- [Complete the following]
1: In the GitHits text, how many times has the part of the indexer that finds a version's commit been rewritten?
2: Write out the GitHits text again, starting at "Following the launch" and ending at "be following along.", with "strict mode" changed to "safe mode".

- [Selected text]

┄┄┄┄┄┄┄┄┄┄┄┄┄┄┄┄┄┄┄┄

Quick follow-up: is strict mode opt-in or the default? In a regulated team I'd want
my devs on strict by default and have to consciously turn it off to widen the pool,
not the other way around. Curious how you landed on the default.
Following the launch — best of luck for today 🚀
GitHits beta 0.9
@somdip_roy1 We are defaulting to strict mode just so there won't be nasty surprises if you don't visit the settings. I'm also expecting us to put effort to harden things for the corporate settings later this year, and having org wide controls on things like allowed licenses.
@jlitola Strict by default + org-wide license controls is exactly where this needs to land
for regulated teams. The "no nasty surprises" framing is the right one, most
licensing issues are silent until they're loud, and silent-by-design beats
loud-by-design every time.
Have a great launch day 🙌 will be following along.
GitHits beta 0.9
Hi Product Hunt! 👋
I'm Juha, co-founder and chief architect of GitHits. I'm responsible for the indexing engine underneath, so I want to talk about the part you don't see.
The question I get more than any other is some version of this: my coding agent can already clone a repo, grep it, and search GitHub, so what is GitHits actually adding?
It's a fair question, and the honest answer is that scraping GitHub gives your agent raw results, not understanding. It clones whatever is at the top of the default branch and greps one repo at a time, treating code as text with no sense of what is worth trusting. And here's the part that surprises a lot of people: GitHub's own code search only covers a repository's default branch, so the older version you actually depend on usually isn't even searchable. That's fine for a quick lookup, but it falls apart the moment the problem gets specific.
What GitHits does instead is build a real, version-aware index. We fetch the actual source, parse it, turn it into structure, and keep that structure version by version, so your agent reads from something we already built rather than scraping and guessing in the moment.
People are usually surprised how much work that is. One small example: just figuring out which commit a version like 1.2.3 actually points to. There's no standard for how projects tag releases, so the part of our indexer whose only job is that is more than 700 lines, and we've rewritten it six times as we keep hitting new conventions in the wild. And that's before we've parsed a single line of the actual code.

┄┄┄┄┄┄┄┄┄┄┄┄┄┄┄┄┄┄┄┄

- [Entries shown]
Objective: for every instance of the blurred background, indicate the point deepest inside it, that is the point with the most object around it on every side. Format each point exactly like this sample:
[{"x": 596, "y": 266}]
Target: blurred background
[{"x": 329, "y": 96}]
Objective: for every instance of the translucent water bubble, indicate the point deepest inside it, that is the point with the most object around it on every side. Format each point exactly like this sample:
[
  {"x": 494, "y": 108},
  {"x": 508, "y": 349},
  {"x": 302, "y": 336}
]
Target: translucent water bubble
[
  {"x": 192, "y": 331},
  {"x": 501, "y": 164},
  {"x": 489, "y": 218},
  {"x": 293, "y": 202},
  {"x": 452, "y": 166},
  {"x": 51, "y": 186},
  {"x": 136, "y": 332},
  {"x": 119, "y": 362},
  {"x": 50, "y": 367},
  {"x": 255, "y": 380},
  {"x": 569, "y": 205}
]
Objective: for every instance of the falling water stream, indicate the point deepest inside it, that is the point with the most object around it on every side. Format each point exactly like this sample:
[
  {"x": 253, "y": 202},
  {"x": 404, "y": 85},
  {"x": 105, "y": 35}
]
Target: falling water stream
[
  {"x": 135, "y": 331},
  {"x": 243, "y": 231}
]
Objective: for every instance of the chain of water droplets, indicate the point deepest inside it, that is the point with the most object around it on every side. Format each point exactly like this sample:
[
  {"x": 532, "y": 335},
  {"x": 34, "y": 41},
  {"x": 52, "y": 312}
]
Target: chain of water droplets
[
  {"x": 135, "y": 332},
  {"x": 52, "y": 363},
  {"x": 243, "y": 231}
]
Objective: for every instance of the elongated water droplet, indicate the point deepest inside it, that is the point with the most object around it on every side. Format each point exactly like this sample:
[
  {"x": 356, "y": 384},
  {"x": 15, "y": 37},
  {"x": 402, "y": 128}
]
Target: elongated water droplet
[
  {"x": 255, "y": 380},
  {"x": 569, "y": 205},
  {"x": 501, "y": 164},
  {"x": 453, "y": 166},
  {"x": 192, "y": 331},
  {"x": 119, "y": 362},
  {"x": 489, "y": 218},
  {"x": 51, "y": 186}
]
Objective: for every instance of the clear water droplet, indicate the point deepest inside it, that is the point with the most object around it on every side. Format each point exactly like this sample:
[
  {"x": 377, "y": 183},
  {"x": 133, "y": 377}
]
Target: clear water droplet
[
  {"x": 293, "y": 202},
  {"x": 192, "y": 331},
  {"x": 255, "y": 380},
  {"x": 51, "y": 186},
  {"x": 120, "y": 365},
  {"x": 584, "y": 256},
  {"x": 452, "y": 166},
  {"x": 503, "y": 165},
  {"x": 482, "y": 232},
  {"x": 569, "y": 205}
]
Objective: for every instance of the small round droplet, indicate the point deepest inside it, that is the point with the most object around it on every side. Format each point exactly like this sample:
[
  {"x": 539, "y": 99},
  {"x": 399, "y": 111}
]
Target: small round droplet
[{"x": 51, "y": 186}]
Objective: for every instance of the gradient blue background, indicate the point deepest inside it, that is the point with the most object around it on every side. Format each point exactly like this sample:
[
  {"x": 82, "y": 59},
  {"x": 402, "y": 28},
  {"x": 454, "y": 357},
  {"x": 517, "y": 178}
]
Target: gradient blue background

┄┄┄┄┄┄┄┄┄┄┄┄┄┄┄┄┄┄┄┄

- [Response list]
1: Six times.

2:
Following the launch — best of luck for today 🚀
GitHits beta 0.9
@somdip_roy1 We are defaulting to safe mode just so there won't be nasty surprises if you don't visit the settings. I'm also expecting us to put effort to harden things for the corporate settings later this year, and having org wide controls on things like allowed licenses.
@jlitola Strict by default + org-wide license controls is exactly where this needs to land
for regulated teams. The "no nasty surprises" framing is the right one, most
licensing issues are silent until they're loud, and silent-by-design beats
loud-by-design every time.
Have a great launch day 🙌 will be following along.